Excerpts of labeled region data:
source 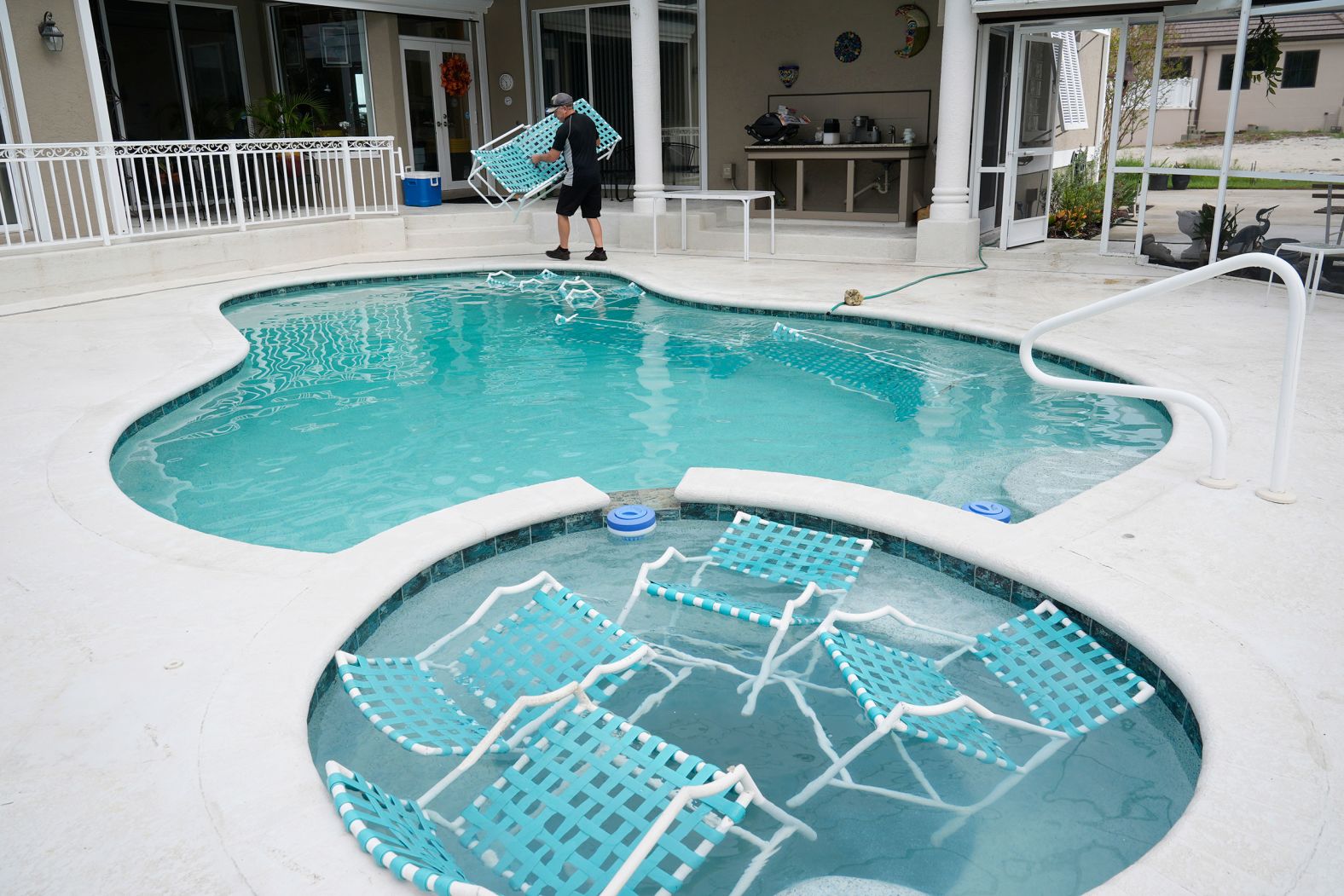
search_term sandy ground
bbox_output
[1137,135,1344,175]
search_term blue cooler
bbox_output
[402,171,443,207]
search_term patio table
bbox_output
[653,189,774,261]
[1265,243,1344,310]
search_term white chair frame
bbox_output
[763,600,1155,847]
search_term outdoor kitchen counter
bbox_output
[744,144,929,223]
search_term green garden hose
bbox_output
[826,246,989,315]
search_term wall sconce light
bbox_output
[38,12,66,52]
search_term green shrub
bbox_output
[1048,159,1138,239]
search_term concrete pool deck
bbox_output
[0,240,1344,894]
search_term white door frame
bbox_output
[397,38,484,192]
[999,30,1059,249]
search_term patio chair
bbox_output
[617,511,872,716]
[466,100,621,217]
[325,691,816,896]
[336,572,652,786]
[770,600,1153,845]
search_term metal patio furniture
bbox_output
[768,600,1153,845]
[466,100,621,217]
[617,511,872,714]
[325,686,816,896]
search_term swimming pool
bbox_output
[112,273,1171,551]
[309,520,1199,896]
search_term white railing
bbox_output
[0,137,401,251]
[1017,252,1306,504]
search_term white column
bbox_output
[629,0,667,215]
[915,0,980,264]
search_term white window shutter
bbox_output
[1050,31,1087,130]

---

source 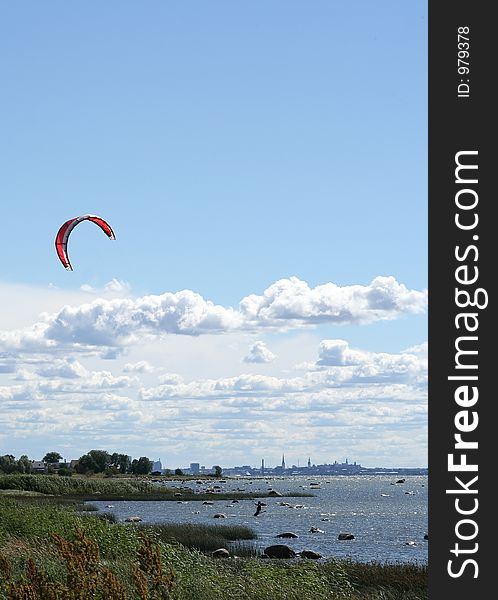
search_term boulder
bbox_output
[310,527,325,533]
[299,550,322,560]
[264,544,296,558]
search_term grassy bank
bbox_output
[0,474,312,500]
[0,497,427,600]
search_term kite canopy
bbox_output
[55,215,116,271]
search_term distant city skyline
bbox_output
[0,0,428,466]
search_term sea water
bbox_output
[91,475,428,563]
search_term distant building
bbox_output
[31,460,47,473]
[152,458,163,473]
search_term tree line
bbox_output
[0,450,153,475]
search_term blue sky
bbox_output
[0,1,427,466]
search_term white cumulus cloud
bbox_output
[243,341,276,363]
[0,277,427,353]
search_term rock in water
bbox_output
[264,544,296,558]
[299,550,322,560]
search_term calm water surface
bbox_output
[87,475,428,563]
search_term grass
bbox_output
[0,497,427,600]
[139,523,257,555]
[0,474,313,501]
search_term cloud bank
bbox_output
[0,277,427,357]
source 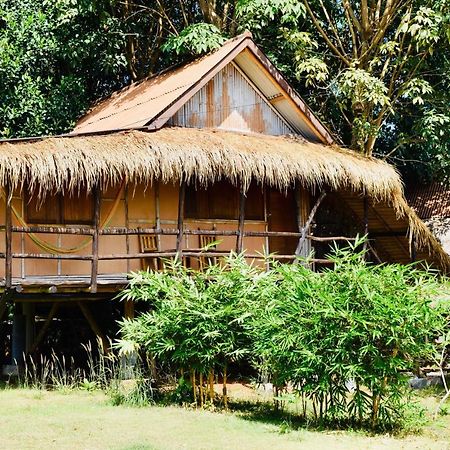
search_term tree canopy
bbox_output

*Aim of the exercise*.
Reproduce verbatim the data lines that start at the line containing "search_term green garden hose" and end with the line containing "[1050,31,1087,130]", including both of those lines.

*Solution to this task*.
search_term green garden hose
bbox_output
[826,246,989,315]
search_term wall sconce light
bbox_output
[38,12,66,52]
search_term green shrub
bbox_output
[1048,159,1138,239]
search_term concrete pool deck
bbox_output
[0,240,1344,894]
search_term white door frame
bbox_output
[397,38,484,192]
[999,30,1059,249]
search_term patio chair
bbox_output
[617,511,872,716]
[466,100,621,217]
[325,691,816,896]
[336,572,652,786]
[770,600,1153,845]
search_term metal patio furniture
bbox_output
[768,600,1153,845]
[466,100,621,217]
[617,511,872,714]
[325,686,816,896]
search_term swimming pool
bbox_output
[112,273,1171,551]
[309,520,1199,896]
search_term white railing
bbox_output
[0,137,401,251]
[1017,252,1306,504]
search_term white column
bbox_output
[629,0,667,215]
[915,0,980,264]
search_term white window shutter
bbox_output
[1050,31,1087,130]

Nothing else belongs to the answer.